━━━ Reading passage ━━━
In 2019, the state Attorney General’s Office received a three-year $2.4 million federal Sexual Assault Kit Initiative grant to reform how the state handles rape kits and test old ones. The office has hired staff to lead the effort, including an investigator and victim advocate.
The city of Tulsa received a federal grant for $1.5 million to process its 3,000 untested kits.
One of the initiative’s main goals is to test old rape kits and solve cold cases or identify serial rapists.
Only one arrest has been reported as a result of the initative so far — a man was recently charged in a 2003 cold case rape in Tulsa.
OSBI has been tasked with processing about 3,300 of the kits identified in the audit. The Oklahoma Attorney General Office’s initial federal grant can pay for about 1,300 of those. The agency is prioritizing which kits it should test first by looking at factors such as whether the statute of limitations for the case has passed and whether the suspect was a stranger to the victim.
To help process the kits, OSBI has outsourced some of the testing to a private lab, and last year the agency hired five DNA analysts, Fielding said. Analysts typically take more than two years to fully train, but Fielding said she hopes they’ll be ready by the end of this year. OSBI is in the process of hiring another five analysts, she said.
━━━
* [Work to complete]:
1 > According to the passage on rape kit testing, how many DNA analysts did OSBI hire last year?
2 > Reproduce the passage on rape kit testing word for word from "The city of" to "to the victim.".
━━━ Input data ━━━
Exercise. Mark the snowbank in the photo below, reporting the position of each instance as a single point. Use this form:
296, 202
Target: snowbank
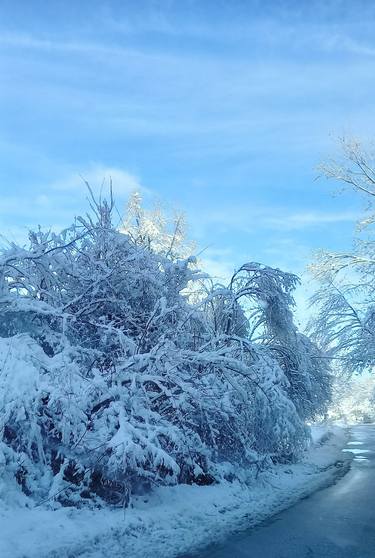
172, 521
━━━
* [Answers by task]:
1 > Five

2 >
The city of Tulsa received a federal grant for $1.5 million to process its 3,000 untested kits.
One of the initiative’s main goals is to test old rape kits and solve cold cases or identify serial rapists.
Only one arrest has been reported as a result of the initative so far — a man was recently charged in a 2003 cold case rape in Tulsa.
OSBI has been tasked with processing about 3,300 of the kits identified in the audit. The Oklahoma Attorney General Office’s initial federal grant can pay for about 1,300 of those. The agency is prioritizing which kits it should test first by looking at factors such as whether the statute of limitations for the case has passed and whether the suspect was a stranger to the victim.